Task instructions:
Your output should be the lines from the start of the data through the line containing "Query: thin twig", exactly and nothing more.

Supplied data:
>>

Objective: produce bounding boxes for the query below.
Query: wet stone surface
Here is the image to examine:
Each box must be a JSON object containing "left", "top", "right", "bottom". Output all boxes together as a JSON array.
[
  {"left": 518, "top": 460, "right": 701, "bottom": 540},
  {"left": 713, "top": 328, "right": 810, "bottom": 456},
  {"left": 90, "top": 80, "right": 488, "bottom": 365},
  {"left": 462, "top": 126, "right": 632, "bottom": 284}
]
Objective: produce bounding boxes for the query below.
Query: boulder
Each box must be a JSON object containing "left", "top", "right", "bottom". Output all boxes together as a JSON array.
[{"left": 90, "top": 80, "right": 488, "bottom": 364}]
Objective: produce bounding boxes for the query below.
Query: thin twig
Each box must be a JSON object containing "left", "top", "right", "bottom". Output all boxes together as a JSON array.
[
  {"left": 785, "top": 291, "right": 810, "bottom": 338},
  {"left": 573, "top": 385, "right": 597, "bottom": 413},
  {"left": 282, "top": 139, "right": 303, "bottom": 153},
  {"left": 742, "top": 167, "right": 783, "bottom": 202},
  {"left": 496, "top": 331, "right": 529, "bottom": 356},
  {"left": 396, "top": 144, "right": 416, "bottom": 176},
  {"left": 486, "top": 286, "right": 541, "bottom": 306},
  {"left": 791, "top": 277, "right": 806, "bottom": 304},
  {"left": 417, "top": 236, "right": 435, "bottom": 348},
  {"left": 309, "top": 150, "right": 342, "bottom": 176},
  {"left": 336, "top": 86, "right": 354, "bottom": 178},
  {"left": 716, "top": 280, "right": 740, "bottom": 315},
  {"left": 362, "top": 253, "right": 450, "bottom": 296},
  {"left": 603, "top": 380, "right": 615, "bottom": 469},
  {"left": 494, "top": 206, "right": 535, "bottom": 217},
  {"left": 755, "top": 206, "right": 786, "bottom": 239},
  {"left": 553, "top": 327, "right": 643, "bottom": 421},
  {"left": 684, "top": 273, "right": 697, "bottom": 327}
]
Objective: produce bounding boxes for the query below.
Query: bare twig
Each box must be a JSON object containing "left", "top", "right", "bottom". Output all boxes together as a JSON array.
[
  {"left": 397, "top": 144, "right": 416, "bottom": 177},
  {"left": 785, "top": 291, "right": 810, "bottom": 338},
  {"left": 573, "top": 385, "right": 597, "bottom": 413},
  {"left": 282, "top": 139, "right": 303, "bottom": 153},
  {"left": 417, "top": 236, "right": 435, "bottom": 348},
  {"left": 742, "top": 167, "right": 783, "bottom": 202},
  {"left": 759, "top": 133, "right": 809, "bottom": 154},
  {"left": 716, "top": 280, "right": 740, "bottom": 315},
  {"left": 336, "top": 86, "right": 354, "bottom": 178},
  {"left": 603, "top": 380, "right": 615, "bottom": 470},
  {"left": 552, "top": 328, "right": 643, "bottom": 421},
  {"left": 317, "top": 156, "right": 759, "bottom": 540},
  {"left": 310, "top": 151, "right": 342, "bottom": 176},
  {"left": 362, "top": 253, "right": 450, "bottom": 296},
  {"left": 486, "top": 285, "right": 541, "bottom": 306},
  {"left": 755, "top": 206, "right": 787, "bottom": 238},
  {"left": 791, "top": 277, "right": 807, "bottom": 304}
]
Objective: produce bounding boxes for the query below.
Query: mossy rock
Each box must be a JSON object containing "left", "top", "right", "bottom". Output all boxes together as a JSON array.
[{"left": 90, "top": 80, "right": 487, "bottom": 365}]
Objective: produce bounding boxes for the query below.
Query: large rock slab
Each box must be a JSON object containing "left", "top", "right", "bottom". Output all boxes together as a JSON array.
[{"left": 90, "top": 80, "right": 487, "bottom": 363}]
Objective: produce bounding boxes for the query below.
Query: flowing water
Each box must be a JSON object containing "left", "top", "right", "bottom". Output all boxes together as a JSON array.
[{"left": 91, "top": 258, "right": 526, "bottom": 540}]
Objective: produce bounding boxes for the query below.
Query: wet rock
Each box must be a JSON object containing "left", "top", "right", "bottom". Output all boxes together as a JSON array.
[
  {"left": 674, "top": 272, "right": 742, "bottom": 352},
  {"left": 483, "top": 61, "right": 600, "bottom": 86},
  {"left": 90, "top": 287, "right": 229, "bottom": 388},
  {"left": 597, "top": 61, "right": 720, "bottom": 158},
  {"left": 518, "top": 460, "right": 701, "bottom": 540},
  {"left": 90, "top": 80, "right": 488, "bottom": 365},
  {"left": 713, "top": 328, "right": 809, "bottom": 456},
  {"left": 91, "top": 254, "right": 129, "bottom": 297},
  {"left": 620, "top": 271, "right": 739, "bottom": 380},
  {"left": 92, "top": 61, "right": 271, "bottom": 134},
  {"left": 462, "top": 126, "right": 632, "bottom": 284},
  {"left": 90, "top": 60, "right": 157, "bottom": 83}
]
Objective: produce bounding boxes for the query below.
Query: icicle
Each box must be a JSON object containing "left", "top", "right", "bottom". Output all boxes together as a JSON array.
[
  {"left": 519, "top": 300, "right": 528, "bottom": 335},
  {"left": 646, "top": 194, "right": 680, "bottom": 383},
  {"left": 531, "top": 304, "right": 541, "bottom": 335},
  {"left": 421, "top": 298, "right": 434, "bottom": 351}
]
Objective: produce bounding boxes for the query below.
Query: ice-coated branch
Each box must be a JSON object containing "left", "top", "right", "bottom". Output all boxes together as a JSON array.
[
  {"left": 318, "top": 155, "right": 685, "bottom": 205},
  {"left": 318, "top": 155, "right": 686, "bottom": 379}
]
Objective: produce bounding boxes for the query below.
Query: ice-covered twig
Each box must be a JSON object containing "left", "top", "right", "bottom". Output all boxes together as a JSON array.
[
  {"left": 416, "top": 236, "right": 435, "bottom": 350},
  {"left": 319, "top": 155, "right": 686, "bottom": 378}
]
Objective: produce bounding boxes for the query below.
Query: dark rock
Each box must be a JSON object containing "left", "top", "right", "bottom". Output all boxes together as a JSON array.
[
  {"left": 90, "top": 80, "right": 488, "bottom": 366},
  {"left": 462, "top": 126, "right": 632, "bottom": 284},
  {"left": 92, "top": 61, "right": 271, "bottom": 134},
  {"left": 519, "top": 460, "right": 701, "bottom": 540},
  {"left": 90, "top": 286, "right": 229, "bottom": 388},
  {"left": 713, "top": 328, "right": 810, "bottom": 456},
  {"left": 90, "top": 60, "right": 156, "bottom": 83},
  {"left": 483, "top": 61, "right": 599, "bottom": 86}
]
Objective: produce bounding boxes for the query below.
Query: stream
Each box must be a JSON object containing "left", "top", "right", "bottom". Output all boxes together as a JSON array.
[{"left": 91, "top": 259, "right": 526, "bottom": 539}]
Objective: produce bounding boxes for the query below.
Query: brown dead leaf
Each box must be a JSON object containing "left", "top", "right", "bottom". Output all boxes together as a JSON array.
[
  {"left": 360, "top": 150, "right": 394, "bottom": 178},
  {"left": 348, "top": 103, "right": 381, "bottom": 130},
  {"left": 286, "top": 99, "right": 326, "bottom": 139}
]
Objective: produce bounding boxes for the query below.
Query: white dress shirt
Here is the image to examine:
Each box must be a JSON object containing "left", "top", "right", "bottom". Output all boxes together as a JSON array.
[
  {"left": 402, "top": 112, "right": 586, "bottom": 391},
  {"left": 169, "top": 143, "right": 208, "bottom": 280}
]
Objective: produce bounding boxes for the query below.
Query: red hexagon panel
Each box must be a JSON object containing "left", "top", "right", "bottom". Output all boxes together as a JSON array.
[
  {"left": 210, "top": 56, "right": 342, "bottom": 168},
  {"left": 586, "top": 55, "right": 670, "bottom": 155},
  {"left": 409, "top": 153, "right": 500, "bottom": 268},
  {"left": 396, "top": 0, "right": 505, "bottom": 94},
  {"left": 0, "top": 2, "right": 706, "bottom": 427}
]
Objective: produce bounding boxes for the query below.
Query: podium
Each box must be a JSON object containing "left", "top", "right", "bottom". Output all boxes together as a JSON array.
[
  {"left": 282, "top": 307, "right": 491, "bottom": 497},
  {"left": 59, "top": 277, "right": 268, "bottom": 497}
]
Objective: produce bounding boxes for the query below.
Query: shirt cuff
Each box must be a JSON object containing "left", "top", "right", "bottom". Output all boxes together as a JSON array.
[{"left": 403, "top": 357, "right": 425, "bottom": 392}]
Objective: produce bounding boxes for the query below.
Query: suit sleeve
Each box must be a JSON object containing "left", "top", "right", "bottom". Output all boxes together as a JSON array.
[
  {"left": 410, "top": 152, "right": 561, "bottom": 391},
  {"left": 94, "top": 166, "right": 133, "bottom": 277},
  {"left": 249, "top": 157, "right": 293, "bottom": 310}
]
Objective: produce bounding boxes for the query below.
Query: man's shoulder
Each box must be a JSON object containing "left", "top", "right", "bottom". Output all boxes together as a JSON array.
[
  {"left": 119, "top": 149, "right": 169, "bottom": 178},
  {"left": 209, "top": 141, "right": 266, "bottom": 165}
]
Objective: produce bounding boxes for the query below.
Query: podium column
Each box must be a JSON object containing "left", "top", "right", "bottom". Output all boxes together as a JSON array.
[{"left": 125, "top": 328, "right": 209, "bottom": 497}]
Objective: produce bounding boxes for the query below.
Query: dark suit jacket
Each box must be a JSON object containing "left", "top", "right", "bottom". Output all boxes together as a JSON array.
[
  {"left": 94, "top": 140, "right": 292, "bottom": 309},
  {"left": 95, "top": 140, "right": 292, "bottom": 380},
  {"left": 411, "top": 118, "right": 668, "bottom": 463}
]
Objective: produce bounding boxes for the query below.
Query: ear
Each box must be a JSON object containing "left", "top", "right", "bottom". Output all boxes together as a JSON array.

<<

Response to this exercise:
Objective: produce bounding boxes for the query below.
Query: wet stone surface
Here is the image to examine:
Each box must be a JSON object containing "left", "top", "right", "bottom". Output all boxes together as a JSON array.
[
  {"left": 518, "top": 460, "right": 701, "bottom": 540},
  {"left": 713, "top": 328, "right": 810, "bottom": 456},
  {"left": 90, "top": 80, "right": 488, "bottom": 365},
  {"left": 462, "top": 126, "right": 632, "bottom": 284}
]
Objective: produce bounding boxes for the query below.
Query: boulder
Each box must be a JSON object containing "left", "top", "right", "bottom". Output all boxes together as a JSON array.
[{"left": 90, "top": 80, "right": 488, "bottom": 364}]
Objective: produce bounding boxes for the query below.
Query: thin twig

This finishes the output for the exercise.